---------- ESTRATTO DELLA PAGINA
Che dire di più. La pagina mahleriana offre la possibilità di rileggere in un modo diverso l’antropologia della cultura popolare vastese e del territorio di cui è polo di riferimento. Consente altresì la possibilità di slargare, con fondamenti reali, la tradizione cittadina al contesto della grande musica sinfonica. Non solo un auspicio. Ma, soprattutto, un aspetto su cui riflettere intensamente.

  
Il pianto della vedova

Testo raccolto da Vincenzo Simoncelli (1883) sulla base dell’informatore Giovanni Graziani da Villetta Barrea

 1.
 Scura maja, scura maja!
 Te si’ muort’ chigna facce?
 Mo me stracce trecce e facce,
 Mo me jatte ’ngoj’ a taja:
 Scura maja, scura maja!

 2.
 Primma tenea ’na casarella,
 Mo ’ntieng’ chiù reciette.
--------------------
== PROBLEMA SCRITTO ==
Nell'estratto della pagina compare il componimento «Il pianto della vedova». Trascrivi in ordine tutti i versi della strofa contrassegnata con il numero 1.
---------- DATI FORNITI
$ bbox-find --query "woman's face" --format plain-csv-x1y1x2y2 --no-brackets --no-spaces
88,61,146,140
--------------------
== SOLUZIONE DELL'ESERCIZIO ==
Scura maja, scura maja!
Te si’ muort’ chigna facce?
Mo me stracce trecce e facce,
Mo me jatte ’ngoj’ a taja:
Scura maja, scura maja!